_Exercise instructions_
Set the records down again, exactly, without their images.
=======
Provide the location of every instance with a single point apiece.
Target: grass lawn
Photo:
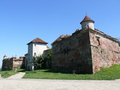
(110, 73)
(6, 74)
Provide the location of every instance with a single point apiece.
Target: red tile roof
(86, 18)
(61, 37)
(37, 40)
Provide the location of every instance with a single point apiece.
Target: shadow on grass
(51, 71)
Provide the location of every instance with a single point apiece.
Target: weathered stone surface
(105, 52)
(86, 51)
(73, 54)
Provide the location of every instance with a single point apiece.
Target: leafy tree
(38, 62)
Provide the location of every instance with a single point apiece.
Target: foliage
(38, 62)
(110, 73)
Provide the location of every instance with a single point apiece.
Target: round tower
(87, 23)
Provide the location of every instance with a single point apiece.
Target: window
(98, 40)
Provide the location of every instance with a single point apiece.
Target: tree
(38, 62)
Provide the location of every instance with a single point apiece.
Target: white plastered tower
(35, 48)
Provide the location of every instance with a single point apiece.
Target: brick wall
(105, 52)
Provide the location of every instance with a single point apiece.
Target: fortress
(85, 51)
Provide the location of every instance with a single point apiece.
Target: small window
(98, 40)
(34, 54)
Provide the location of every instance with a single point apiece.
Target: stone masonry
(85, 51)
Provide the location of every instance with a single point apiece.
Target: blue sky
(23, 20)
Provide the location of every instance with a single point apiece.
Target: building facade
(35, 48)
(85, 51)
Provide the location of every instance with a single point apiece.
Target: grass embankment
(110, 73)
(6, 74)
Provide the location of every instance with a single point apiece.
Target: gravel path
(44, 84)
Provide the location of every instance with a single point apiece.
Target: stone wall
(73, 54)
(86, 51)
(105, 51)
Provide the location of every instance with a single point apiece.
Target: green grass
(110, 73)
(6, 74)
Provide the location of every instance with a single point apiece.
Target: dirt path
(16, 83)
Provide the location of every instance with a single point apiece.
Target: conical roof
(61, 37)
(37, 40)
(86, 18)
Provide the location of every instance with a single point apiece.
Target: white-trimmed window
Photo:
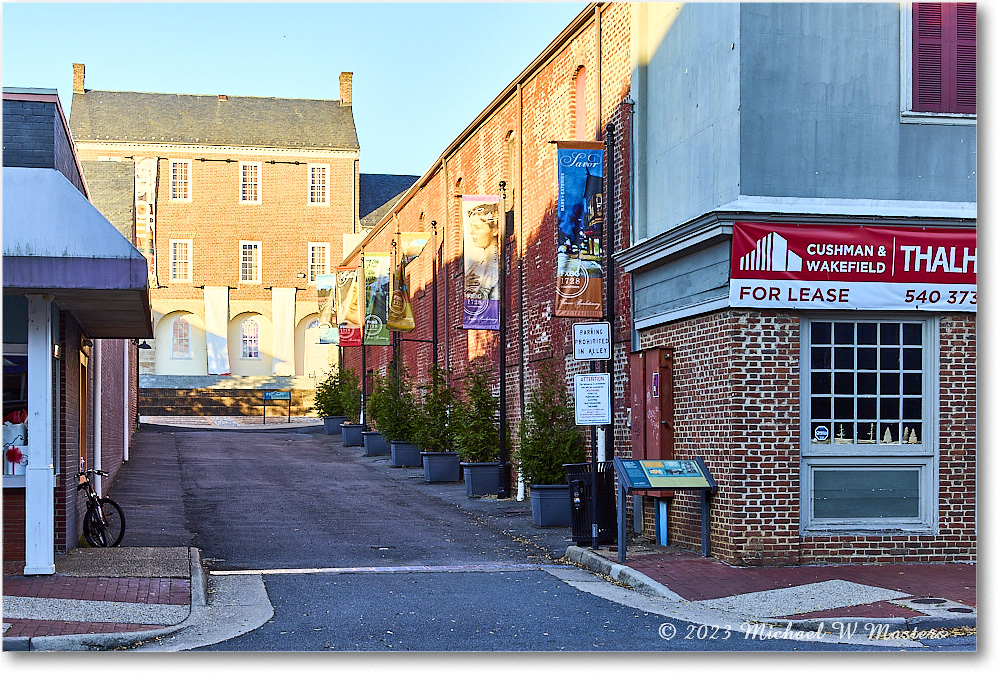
=======
_Solution_
Provide the location of every instance with a single point apiece.
Target: grass lawn
Photo:
(110, 73)
(6, 74)
Provide the location of every instance with a single point apiece.
Target: red tile roof
(86, 18)
(61, 37)
(37, 40)
Provide the location of every instance with a single point apiece.
Target: shadow on grass
(51, 71)
Provide the location of every instance with a single point apiece.
Target: weathered stone surface
(105, 52)
(86, 51)
(73, 54)
Provide the location of every instance with a single point apiece.
Target: leafy tree
(38, 62)
Provide the location of every instance with a single point apiece.
Target: foliage
(38, 62)
(110, 73)
Provide the location of every instance with a single point apiece.
Target: round tower
(87, 23)
Provide the location of every instance with a single point apiece.
Target: window
(98, 40)
Provide the location of every instance with a single point apiece.
Target: tree
(38, 62)
Provide the location of every instance with a single point apiece.
Target: white plastered tower
(35, 48)
Provide the location of every instance with a single point apiece.
Target: brick wall
(105, 52)
Provide the location of every instance with a single point apiece.
Target: fortress
(85, 51)
Provide the location of every instance with a single point apiece.
Target: small window
(98, 40)
(34, 54)
Provide the location of every instance with a single point apiece.
Target: stone masonry
(85, 51)
Provide the location of every instance with a single point apiece.
Target: blue sky
(23, 20)
Provide the location of every instance with a single point apiece.
Target: building facade
(35, 48)
(85, 51)
Provide the location of every instance with a single point apiece.
Target: grass embankment
(110, 73)
(6, 74)
Provide the location of every instance with a single point apiece.
Target: gravel path
(44, 84)
Provide the location of every instance with a single point apiece.
Target: stone wall
(73, 54)
(86, 51)
(105, 51)
Provide the location of every instance with a single point apiece.
Target: green grass
(110, 73)
(6, 74)
Provide the location of every instance with a single point apiece.
Target: dirt path
(16, 83)
Provide the location of every instance with a single point apiece.
Target: conical roof
(61, 37)
(37, 40)
(86, 18)
Provide the location of every instance with a single point apiece.
Target: white-trimmed window
Photo:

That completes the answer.